▶ Your tasks
1. According to the article on revenge porn penalties in Greece, by what percentage did complaints about the practice rise in 2021 over the previous year?
2. From the article on revenge porn penalties in Greece, echo the text starting with "The law also" and going on through "socially vulnerable groups.".

Exercise passage Start Marker

Tougher Penalties Coming in Greece for “Revenge Porn” Postings

December 17, 2021

ATHENS – After a popular TV show co-host was fired over allegations by a former partner that he posted sexually explicit photos in a case of “revenge porn,” Greece’s Justice Ministry is preparing legislation to make penalties tougher.

Putting such pictures or videos on pornographic sites is now only a misdemeanor but Kathimerini said the case has pushed the New Democracy government to introdue stricter measures for the unlawful sharing and distributing of sensitive personal information by any means.

The law also currently requires victims to press charges, not authorities to initiate them amid reports there were 13 other cases so far in 2021, five of them including minors.

Kathimerini said it had seen corresponding data from the police cybercrime unit, the Hellenic Center for Safer Internet Navigation (Safeline) and the Data Protection Authority which began tracking revenge porn only in 2020.

Sources not identified told the newspaper that penalties will be even tougher if it concerns an underage victim but there were no details on what they would be. The measures would be part of an umbrella framework aimed at protecting minors and socially vulnerable groups.

What set it off were the allegations against TV presenter Stathis Panagiotopoulos, whos partner sued him two years ago, the case only now coming to light and delayed because of the COVID-19 pandemic.

His three former colleagues on the popular TV show Radio Aryvla, that has been on the air for 14 years, have filed a lawsuit against him, the paper said, seeking “redress for moral and material damages” suffered by themselves and the show, as they faced criticism on social media too over his behavior.

Panagiotopoulos has been accused by his former girlfriend of posting nude photos and videos of hers at a porn site without her consent. A trial has been set for early next year.

The International Journal of Cyber ​​Criminology said revenge porn is when someone, usually an ex-partner, posts a photo or video depicting someone’s sex life without their consent, although it’s often difficult to track who did it.

The number of complaints in Greece about the practice jumped 66 percent in 2021 over the previous year with reports that about 30 percent of those who posted the material were blackmailing the victims too.

The Data Protection Authority is already conducting investigations into reported incidents and is reportedly targeting the case concerning Panagiotopoulos, the paper also said.

Exercise passage End Marker
Exercise data Start Marker

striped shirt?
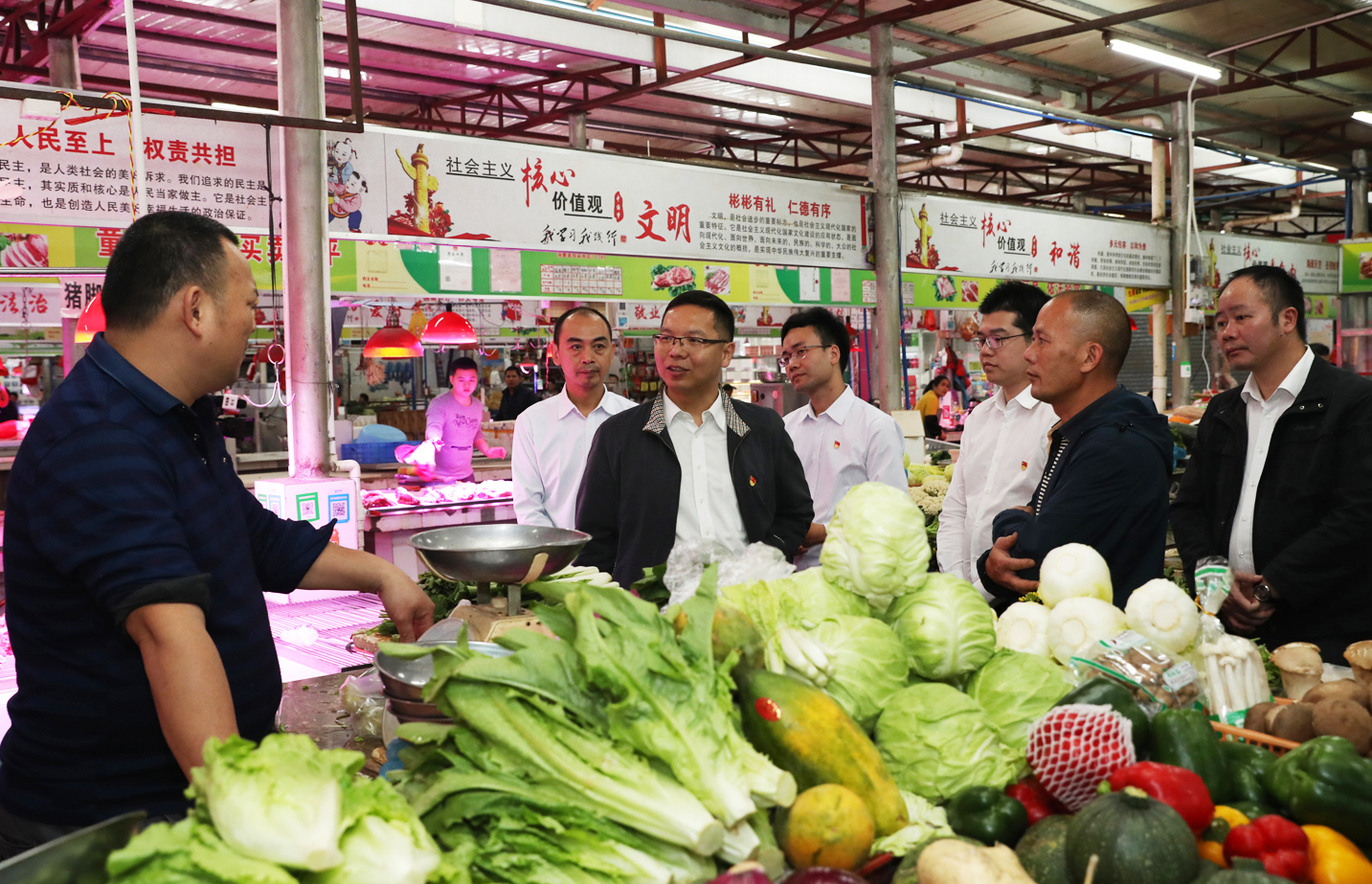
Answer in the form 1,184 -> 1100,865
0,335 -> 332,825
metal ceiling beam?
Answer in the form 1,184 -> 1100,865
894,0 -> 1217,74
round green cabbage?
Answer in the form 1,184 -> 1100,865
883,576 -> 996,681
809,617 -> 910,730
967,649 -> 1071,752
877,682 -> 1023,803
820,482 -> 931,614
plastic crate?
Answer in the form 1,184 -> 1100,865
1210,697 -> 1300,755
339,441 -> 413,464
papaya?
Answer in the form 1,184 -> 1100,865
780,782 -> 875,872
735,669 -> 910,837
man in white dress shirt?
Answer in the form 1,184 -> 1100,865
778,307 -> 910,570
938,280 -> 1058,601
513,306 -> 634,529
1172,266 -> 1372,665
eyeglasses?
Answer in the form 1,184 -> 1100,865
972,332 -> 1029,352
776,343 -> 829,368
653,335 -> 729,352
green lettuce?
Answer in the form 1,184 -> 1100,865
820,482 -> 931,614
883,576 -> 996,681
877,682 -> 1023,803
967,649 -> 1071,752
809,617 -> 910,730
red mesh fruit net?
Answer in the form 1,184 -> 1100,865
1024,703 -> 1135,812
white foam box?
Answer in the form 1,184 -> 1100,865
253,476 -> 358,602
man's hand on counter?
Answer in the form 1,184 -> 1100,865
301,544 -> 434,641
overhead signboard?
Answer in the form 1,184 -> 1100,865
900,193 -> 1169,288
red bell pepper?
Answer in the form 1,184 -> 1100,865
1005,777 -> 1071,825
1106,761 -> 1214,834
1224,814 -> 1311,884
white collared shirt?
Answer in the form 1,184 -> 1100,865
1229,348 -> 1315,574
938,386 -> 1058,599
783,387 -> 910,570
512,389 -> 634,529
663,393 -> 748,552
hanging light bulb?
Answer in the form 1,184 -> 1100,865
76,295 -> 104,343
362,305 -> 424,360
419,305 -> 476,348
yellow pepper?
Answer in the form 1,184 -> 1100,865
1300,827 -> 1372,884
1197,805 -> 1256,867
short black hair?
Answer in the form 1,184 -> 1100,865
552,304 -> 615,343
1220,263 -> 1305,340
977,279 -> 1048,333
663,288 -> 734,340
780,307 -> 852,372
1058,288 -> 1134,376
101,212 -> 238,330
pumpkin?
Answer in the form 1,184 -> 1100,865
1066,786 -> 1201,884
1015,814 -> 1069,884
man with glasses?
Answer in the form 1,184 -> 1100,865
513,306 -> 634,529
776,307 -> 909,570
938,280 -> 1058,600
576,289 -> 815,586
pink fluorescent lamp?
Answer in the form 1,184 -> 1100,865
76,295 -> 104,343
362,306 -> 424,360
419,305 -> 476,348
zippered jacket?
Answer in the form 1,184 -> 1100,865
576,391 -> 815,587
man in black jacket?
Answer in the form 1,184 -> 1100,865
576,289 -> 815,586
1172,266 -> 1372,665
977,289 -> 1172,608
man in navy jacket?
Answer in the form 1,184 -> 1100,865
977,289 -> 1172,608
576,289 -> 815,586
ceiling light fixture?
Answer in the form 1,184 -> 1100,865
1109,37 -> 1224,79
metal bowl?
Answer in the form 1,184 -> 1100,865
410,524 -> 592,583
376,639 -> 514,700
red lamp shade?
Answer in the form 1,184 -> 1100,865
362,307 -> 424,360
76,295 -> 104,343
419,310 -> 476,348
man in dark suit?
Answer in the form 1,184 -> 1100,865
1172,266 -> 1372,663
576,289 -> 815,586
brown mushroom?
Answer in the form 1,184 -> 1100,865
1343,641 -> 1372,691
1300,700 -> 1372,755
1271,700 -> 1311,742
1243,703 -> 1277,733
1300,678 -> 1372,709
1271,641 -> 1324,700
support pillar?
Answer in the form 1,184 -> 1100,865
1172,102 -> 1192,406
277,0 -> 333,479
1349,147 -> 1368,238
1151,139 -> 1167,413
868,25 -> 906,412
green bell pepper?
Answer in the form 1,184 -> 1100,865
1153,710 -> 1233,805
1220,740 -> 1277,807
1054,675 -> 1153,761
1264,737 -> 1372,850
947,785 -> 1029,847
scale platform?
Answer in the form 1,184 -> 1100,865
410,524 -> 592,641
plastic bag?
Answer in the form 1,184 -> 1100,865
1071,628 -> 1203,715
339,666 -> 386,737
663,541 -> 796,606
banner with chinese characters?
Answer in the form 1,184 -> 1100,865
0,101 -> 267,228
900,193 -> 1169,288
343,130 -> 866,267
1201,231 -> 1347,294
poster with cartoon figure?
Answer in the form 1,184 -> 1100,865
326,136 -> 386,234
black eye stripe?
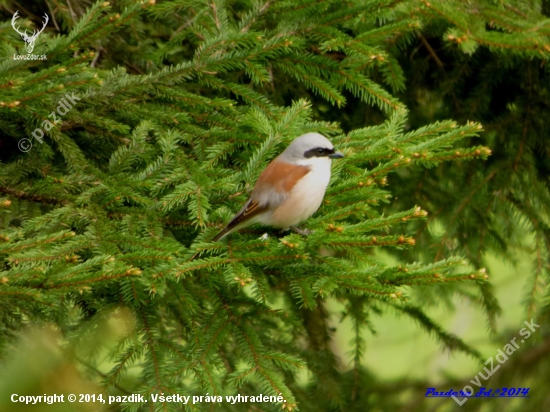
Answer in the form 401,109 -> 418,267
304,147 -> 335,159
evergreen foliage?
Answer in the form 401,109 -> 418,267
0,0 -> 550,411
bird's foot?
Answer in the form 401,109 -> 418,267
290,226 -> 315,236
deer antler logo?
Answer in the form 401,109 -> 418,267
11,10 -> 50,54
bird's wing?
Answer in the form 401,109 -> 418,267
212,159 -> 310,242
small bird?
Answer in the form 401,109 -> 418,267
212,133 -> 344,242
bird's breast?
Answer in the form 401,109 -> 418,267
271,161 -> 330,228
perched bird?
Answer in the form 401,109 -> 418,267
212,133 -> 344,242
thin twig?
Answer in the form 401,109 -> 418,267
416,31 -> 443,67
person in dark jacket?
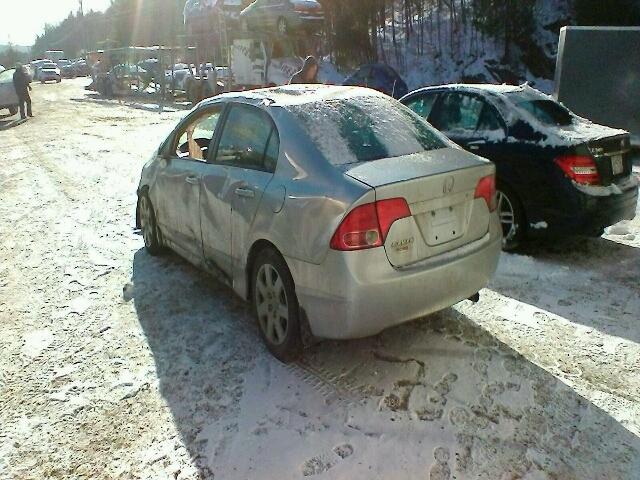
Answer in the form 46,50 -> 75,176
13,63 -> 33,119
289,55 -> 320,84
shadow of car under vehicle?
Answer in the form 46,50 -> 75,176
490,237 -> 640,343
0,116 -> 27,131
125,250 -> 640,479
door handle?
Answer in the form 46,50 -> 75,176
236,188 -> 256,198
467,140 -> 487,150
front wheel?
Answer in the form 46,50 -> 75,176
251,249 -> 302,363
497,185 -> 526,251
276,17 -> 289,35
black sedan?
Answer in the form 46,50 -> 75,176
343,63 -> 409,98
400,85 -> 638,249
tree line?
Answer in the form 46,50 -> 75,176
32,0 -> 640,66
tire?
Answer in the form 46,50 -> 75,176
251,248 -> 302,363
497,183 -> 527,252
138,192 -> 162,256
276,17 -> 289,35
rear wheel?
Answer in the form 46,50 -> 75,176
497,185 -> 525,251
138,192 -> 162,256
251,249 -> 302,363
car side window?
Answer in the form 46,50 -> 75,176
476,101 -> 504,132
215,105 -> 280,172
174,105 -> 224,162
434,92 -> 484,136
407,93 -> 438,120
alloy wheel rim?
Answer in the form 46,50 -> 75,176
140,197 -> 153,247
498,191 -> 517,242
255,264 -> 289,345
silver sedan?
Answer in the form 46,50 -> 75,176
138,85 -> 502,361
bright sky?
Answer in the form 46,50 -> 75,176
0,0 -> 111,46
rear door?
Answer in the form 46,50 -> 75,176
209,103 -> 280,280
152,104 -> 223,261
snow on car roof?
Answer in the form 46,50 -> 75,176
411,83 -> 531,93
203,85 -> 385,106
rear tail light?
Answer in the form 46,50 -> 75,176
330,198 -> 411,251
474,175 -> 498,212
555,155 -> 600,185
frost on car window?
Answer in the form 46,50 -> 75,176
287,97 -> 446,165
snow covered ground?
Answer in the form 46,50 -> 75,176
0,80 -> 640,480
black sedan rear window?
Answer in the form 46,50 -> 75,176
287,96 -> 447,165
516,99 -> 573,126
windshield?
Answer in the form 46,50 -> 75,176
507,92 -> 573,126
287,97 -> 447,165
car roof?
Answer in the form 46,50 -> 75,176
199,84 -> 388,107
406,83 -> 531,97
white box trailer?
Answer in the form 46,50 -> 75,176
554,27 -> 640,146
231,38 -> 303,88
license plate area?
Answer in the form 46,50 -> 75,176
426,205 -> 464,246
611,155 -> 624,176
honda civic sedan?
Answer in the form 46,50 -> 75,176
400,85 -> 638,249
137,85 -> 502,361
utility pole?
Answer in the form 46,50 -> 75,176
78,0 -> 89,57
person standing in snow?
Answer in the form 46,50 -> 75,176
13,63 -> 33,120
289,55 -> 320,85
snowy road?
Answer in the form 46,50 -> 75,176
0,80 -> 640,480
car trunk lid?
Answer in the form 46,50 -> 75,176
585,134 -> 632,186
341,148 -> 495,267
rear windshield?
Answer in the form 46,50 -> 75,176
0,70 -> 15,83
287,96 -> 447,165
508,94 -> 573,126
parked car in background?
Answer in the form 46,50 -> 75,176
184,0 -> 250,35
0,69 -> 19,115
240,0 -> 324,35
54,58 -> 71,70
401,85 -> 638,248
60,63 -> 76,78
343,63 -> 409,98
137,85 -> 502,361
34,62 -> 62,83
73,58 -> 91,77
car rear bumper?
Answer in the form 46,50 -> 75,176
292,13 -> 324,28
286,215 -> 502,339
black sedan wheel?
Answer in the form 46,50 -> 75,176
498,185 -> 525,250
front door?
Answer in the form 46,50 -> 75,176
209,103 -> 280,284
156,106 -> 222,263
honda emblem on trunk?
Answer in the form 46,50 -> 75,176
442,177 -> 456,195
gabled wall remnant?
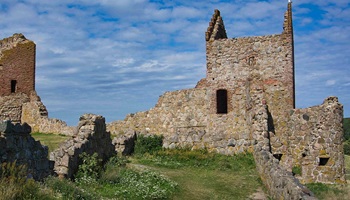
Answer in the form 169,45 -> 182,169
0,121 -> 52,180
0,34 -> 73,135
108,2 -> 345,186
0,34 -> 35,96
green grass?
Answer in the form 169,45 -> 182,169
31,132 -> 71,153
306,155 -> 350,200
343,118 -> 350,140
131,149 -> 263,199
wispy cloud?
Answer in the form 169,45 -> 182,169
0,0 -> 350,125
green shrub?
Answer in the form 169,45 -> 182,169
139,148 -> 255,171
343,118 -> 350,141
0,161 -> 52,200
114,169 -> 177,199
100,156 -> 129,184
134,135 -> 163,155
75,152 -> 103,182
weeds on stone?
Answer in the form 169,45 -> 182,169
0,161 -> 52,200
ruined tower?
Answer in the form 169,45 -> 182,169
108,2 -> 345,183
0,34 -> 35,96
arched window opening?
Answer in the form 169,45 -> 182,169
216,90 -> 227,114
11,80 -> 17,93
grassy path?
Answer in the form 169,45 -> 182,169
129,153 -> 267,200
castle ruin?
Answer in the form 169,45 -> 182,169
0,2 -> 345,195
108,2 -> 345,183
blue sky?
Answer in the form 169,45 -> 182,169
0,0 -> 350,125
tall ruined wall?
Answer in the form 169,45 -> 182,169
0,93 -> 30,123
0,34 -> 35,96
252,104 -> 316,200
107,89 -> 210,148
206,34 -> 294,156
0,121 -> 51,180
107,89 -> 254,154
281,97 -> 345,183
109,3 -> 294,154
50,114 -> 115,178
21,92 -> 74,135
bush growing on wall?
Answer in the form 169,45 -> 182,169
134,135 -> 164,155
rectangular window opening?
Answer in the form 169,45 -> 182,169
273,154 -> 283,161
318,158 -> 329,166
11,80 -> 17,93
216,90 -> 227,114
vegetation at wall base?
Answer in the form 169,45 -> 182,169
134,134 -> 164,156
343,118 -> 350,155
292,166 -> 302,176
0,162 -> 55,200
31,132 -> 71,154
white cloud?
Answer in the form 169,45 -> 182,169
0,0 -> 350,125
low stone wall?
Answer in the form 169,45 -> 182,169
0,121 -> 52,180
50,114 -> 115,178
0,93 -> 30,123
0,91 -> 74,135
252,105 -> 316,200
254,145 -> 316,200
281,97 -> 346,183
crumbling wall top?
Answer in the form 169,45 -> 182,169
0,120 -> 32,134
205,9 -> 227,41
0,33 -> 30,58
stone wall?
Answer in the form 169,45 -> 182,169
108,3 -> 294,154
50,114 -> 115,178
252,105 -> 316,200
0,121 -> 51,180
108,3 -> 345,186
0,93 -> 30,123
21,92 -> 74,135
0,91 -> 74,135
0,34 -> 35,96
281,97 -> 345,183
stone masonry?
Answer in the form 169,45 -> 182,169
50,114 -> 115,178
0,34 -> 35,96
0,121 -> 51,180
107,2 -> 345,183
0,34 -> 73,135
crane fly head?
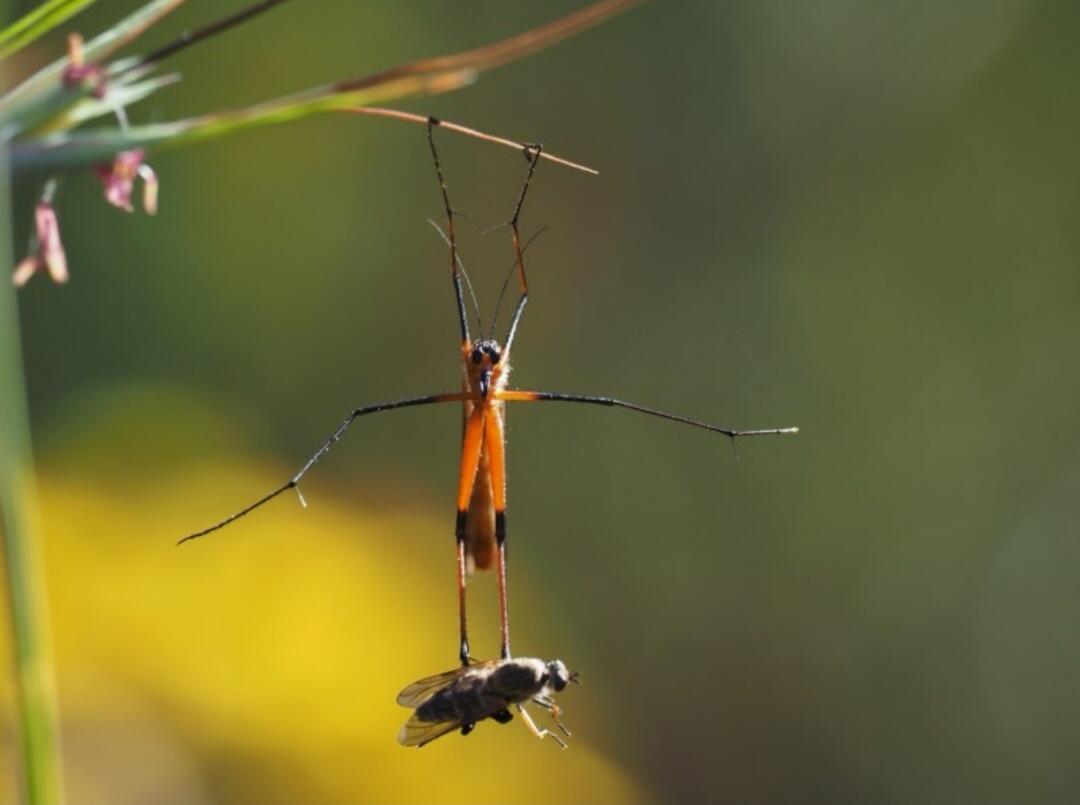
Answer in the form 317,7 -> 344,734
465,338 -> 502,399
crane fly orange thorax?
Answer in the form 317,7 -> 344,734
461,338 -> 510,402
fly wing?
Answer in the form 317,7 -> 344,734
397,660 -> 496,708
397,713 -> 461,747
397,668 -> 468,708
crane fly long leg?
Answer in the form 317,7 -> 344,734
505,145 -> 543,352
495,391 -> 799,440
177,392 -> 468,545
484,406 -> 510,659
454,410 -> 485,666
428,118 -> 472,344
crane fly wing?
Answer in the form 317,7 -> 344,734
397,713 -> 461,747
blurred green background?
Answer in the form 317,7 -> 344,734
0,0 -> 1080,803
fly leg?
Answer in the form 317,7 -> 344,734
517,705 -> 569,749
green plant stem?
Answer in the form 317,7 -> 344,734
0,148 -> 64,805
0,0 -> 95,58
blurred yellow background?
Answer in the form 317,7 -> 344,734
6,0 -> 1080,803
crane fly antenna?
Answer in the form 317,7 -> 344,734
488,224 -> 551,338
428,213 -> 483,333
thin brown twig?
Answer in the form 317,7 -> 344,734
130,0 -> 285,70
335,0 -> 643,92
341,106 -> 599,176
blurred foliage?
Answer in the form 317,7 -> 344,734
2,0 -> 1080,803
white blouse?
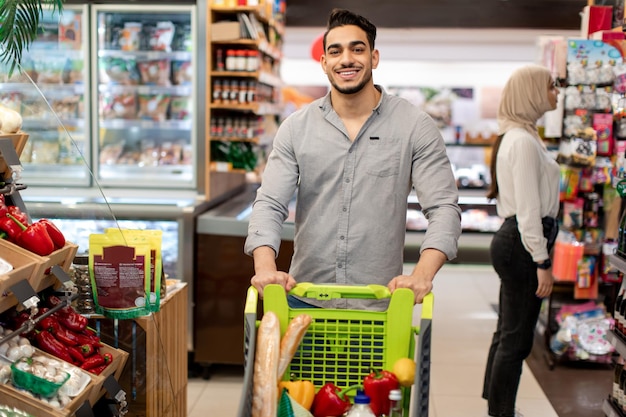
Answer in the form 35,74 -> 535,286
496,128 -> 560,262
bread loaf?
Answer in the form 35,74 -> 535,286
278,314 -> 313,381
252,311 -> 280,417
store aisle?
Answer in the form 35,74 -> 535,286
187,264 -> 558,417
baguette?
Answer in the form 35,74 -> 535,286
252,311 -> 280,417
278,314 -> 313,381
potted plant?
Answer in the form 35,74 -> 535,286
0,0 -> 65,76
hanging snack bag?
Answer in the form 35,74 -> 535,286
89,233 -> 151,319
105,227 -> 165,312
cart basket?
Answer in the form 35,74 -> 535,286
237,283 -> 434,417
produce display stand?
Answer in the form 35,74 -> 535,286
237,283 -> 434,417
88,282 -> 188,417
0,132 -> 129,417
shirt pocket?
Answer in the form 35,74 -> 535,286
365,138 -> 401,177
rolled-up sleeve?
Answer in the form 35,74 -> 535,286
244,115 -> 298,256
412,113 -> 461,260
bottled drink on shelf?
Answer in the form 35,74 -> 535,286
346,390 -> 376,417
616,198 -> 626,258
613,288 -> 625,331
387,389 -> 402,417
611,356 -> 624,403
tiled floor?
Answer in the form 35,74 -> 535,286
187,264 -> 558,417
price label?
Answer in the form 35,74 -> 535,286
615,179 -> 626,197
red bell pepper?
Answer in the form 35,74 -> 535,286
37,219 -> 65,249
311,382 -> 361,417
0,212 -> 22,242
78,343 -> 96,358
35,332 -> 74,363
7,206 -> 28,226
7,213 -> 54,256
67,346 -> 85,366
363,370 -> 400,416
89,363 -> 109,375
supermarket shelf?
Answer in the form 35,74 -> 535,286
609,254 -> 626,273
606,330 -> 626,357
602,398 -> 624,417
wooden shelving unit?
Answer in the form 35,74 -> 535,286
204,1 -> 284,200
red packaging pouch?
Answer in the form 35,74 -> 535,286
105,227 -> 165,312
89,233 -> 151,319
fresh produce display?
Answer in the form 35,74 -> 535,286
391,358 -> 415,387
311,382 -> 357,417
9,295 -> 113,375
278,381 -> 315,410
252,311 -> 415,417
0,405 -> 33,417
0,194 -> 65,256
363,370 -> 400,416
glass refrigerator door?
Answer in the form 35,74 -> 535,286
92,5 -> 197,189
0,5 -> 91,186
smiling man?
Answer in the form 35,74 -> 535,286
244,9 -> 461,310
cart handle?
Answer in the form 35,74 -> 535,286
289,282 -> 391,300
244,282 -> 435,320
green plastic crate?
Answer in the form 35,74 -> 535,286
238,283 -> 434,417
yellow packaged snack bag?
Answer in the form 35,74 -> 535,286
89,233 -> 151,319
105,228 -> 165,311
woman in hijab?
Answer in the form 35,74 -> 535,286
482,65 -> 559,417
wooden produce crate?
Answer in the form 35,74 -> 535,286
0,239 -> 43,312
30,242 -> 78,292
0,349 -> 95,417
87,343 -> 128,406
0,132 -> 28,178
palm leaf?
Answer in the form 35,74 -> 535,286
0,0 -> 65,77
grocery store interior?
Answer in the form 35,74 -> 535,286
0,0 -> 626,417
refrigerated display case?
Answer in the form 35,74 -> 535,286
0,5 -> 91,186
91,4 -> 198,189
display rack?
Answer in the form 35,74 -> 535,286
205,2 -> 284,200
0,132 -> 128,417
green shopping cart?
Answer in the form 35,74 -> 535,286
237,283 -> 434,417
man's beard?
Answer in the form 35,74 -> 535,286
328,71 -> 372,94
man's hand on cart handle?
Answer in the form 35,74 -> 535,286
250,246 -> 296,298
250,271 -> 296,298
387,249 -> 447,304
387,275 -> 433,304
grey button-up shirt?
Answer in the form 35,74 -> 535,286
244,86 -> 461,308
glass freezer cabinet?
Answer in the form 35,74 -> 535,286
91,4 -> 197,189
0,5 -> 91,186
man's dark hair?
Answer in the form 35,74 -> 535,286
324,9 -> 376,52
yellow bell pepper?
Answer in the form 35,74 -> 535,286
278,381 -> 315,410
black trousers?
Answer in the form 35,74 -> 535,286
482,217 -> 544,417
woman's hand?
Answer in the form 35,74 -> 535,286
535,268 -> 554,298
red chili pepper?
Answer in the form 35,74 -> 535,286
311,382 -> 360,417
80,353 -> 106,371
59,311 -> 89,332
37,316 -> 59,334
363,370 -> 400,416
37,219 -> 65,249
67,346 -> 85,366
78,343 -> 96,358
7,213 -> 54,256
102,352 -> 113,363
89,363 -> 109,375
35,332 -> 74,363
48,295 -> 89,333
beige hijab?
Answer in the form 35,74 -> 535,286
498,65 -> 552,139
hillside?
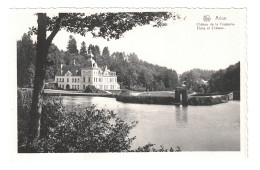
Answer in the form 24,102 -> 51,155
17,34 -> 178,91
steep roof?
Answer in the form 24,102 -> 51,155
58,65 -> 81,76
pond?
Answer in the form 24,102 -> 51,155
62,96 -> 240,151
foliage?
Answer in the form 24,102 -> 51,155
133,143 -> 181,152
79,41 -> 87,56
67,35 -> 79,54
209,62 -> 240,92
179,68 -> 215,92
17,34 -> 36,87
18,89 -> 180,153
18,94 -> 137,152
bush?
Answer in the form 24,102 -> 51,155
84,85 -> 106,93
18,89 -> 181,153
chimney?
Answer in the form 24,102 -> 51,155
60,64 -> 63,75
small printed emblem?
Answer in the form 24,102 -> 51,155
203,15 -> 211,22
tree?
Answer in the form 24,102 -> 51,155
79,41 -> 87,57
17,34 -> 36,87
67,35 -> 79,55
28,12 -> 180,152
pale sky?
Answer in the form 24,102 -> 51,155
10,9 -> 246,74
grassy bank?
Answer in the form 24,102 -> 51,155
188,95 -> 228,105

Exercise data End Marker

▶ Answers
1. 66 percent

2.
The law also currently requires victims to press charges, not authorities to initiate them amid reports there were 13 other cases so far in 2021, five of them including minors.

Kathimerini said it had seen corresponding data from the police cybercrime unit, the Hellenic Center for Safer Internet Navigation (Safeline) and the Data Protection Authority which began tracking revenge porn only in 2020.

Sources not identified told the newspaper that penalties will be even tougher if it concerns an underage victim but there were no details on what they would be. The measures would be part of an umbrella framework aimed at protecting minors and socially vulnerable groups.